» WHAT THE TASK REQUIRES:
Repeat the following data word for word, covering all of it.

(Object location annotation data)

*-*-*

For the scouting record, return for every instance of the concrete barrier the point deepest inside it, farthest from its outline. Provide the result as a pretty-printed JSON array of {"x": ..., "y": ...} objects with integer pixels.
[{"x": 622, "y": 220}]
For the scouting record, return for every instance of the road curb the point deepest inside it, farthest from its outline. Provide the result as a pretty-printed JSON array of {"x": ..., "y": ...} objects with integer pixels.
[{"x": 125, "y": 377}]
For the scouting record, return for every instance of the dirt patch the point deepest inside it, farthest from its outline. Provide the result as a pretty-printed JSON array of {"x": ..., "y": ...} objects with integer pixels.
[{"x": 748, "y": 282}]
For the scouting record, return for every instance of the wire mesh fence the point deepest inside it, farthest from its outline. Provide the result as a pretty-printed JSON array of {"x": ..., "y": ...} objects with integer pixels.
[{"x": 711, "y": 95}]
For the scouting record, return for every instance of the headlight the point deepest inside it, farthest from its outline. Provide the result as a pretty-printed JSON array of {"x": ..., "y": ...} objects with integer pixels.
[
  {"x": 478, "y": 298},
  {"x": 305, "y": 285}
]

*-*-*

» TASK RESPONSE:
For the scouting record, return for every instance of the concrete barrier the point deepest inside it, farthest from its outline. Provide the result as a pretty-printed JSON array of {"x": ..., "y": ...} objects with integer pixels.
[{"x": 622, "y": 220}]
For the scouting record, return for every instance of the road curb the point deepest inside it, farthest from its outline. Provide the result as a pretty-printed JSON array of {"x": ..., "y": ...} objects with integer pixels.
[{"x": 125, "y": 377}]
For the scouting record, return for every instance of the dirt patch the point deepest inside it, farthest from its outline. Provide the result as a pretty-printed JSON array of {"x": ..., "y": ...} objects with integer pixels.
[{"x": 748, "y": 282}]
For the scouting record, return for every instance of the wire mesh fence the point deepest inside it, farthest from its outline. Provide the result as a pretty-printed JSON array of {"x": ..., "y": ...} objects with integer pixels.
[{"x": 711, "y": 95}]
For the scouting record, return for every instance of the headlight the point deepest inside it, farthest from its outline. Provide the result as a pretty-printed JSON array of {"x": ..., "y": ...} objects with integer pixels.
[
  {"x": 478, "y": 298},
  {"x": 305, "y": 285}
]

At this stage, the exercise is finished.